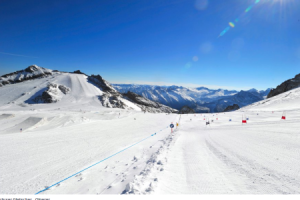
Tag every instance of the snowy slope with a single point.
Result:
(226, 157)
(37, 85)
(286, 101)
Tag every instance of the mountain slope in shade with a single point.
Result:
(51, 88)
(285, 86)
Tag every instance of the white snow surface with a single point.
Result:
(226, 157)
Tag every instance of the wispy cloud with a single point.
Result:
(11, 54)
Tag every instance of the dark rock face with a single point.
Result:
(49, 95)
(79, 72)
(111, 101)
(141, 100)
(232, 108)
(99, 82)
(31, 72)
(285, 86)
(186, 110)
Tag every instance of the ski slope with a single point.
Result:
(226, 157)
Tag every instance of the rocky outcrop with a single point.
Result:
(148, 105)
(186, 110)
(285, 86)
(99, 82)
(232, 108)
(31, 72)
(78, 72)
(53, 94)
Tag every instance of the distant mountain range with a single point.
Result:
(40, 87)
(44, 86)
(200, 99)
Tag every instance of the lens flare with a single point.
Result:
(232, 25)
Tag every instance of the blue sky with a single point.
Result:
(156, 42)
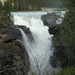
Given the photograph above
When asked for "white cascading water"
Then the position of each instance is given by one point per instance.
(40, 49)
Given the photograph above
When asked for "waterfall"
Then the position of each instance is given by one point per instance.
(40, 49)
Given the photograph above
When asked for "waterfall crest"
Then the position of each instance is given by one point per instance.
(40, 49)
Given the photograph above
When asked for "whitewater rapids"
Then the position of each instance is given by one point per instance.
(40, 49)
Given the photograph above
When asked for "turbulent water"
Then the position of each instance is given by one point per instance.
(40, 49)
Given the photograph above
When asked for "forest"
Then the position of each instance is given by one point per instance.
(67, 29)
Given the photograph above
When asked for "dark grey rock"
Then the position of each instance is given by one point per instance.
(49, 19)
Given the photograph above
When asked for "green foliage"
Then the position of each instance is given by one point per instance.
(1, 7)
(1, 24)
(66, 71)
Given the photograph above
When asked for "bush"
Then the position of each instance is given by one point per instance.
(66, 71)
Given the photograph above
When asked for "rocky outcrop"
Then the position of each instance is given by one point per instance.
(58, 59)
(14, 59)
(7, 34)
(49, 19)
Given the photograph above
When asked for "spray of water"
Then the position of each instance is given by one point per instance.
(40, 49)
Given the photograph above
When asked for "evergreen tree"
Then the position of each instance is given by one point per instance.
(1, 6)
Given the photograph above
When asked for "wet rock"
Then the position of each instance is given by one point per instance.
(54, 62)
(7, 34)
(59, 53)
(49, 19)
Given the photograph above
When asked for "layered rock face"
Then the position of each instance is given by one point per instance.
(14, 59)
(58, 58)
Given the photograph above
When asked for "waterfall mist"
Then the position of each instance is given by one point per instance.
(40, 49)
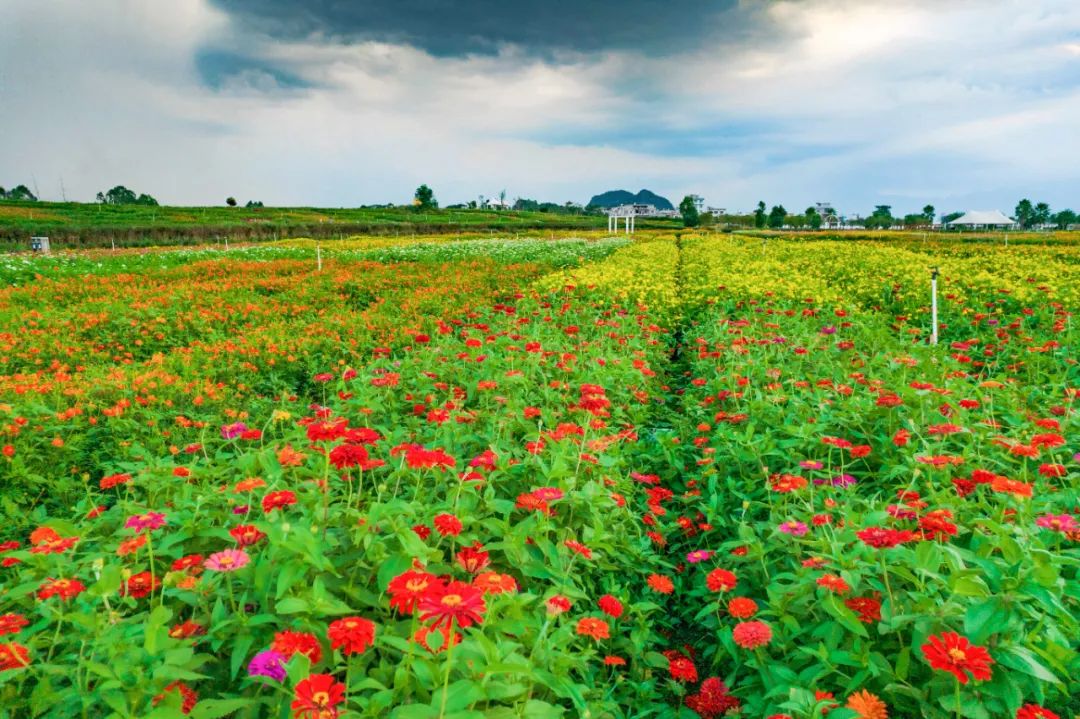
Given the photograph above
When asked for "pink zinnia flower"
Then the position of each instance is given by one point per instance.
(149, 520)
(794, 528)
(227, 560)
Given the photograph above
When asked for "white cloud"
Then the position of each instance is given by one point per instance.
(852, 102)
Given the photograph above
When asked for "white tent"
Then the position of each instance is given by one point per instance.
(983, 218)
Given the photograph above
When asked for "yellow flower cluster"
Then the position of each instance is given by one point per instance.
(667, 274)
(644, 272)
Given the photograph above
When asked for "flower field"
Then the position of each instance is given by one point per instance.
(680, 476)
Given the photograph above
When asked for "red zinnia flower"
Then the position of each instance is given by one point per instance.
(113, 479)
(246, 534)
(316, 697)
(742, 607)
(660, 583)
(495, 583)
(13, 656)
(63, 588)
(139, 585)
(189, 697)
(610, 606)
(867, 608)
(720, 580)
(834, 583)
(446, 640)
(352, 635)
(12, 623)
(557, 605)
(882, 538)
(456, 602)
(580, 548)
(407, 587)
(473, 559)
(752, 635)
(278, 500)
(590, 626)
(950, 652)
(713, 700)
(682, 668)
(447, 524)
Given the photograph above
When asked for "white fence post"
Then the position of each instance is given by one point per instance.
(933, 304)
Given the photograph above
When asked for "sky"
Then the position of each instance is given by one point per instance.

++++++

● Your task
The records, exactly as written but without images, should be returned.

● Answer to the problem
Tag every instance of the snowy slope with a single point.
Result:
(226, 157)
(37, 85)
(286, 101)
Tag every instance of the mountain slope in shade with a single point.
Result:
(51, 88)
(285, 86)
Tag every instance of the white snow surface with a single point.
Result:
(226, 157)
Tag every instance of the wispy cloud with a single point.
Result:
(11, 54)
Tag every instance of the dark rock face with a single point.
Result:
(49, 95)
(79, 72)
(111, 101)
(141, 100)
(232, 108)
(99, 82)
(31, 72)
(285, 86)
(186, 110)
Tag every instance of the ski slope with a single point.
Result:
(226, 157)
Tag every instance of the rocky outcrop with a single point.
Result:
(148, 105)
(186, 110)
(285, 86)
(99, 82)
(232, 108)
(31, 72)
(78, 72)
(53, 94)
Tag every instance of the distant mountain range with a single point.
Result:
(40, 87)
(44, 86)
(200, 99)
Tag every instance of the lens flare with a single point.
Result:
(232, 25)
Tag every instance of the blue sky with a single point.
Result:
(156, 42)
Given the photograph above
When asked for "white cascading water"
Then the position of each instance is given by one point per instance.
(40, 49)
Given the photograph above
When asked for "waterfall"
Then the position of each instance is given by one point per instance.
(40, 49)
Given the photograph above
When asked for "waterfall crest"
Then the position of each instance is given by one point per instance.
(40, 49)
Given the photograph above
When asked for "whitewater rapids"
Then the position of each instance is given by one point per instance.
(40, 49)
Given the photograph above
When asked for "turbulent water"
Then the position of each instance is given by one point per instance.
(40, 49)
Given the photograph above
When asked for "forest"
Then the position of each instance is given by one point per instance.
(67, 29)
Given the photograph above
When asked for "dark grey rock"
Then the position of each instance is given by one point per instance.
(49, 19)
Given the photograph above
When asked for "green foliage"
Then the position of each instance is given by one point per instance.
(1, 7)
(1, 24)
(66, 71)
Given the photograph above
When asked for "bush"
Then the position of each instance is given by one point per instance.
(66, 71)
Given the photograph above
When asked for "rocky outcrop"
Then the position of each instance is given by one point per instance.
(58, 59)
(14, 59)
(7, 34)
(49, 19)
Given the photograph above
When asked for "spray of water"
Then the position of each instance is given by one point per instance.
(40, 49)
Given the photograph above
When asked for "evergreen tree"
Then the position of each instance is given by one point per instance.
(1, 6)
Given the photograph above
When asked for "wet rock"
Then the position of each instance is given by one point per instance.
(54, 62)
(7, 34)
(59, 53)
(49, 19)
Given the photograph above
When asked for "layered rock face"
Then the position of each instance is given by one point per instance.
(14, 59)
(58, 58)
Given the photograph above
When asked for "waterfall mist"
Then the position of each instance is given by one point per instance.
(40, 49)
Given the photograph above
When asked for "pink zinnia flower"
Then the position of each instance is given by one point per instance.
(149, 520)
(794, 528)
(227, 560)
Given the photograph above
When asked for "white cloud"
Then the position of each instance is given by one point per instance.
(852, 102)
Given the photograph above
When asked for "white tent"
Then the position of each instance is given by one point per instance.
(983, 218)
Given the photograph above
When asked for "yellow flower cluster"
Then the position of each instance is given by one point per instance.
(667, 274)
(644, 272)
Given the photograph above
When asked for "flower field"
Then the position of each instance is given by one point per instance.
(680, 476)
Given the photograph above
When asked for "red zinnia flower"
Then the position of each instance is given by one point per instance.
(113, 479)
(246, 534)
(316, 697)
(742, 607)
(660, 583)
(495, 583)
(13, 656)
(63, 588)
(139, 585)
(189, 697)
(610, 606)
(867, 608)
(720, 580)
(834, 583)
(446, 640)
(352, 635)
(12, 623)
(557, 605)
(882, 538)
(456, 602)
(580, 548)
(407, 587)
(473, 559)
(752, 635)
(278, 500)
(590, 626)
(950, 652)
(713, 700)
(682, 668)
(447, 524)
Given the photograph above
When asked for "white fence post"
Then the position of each instance is given by one point per instance.
(933, 304)
Given the photograph above
When asked for "sky"
Then the position of each instance is given by one point per instance.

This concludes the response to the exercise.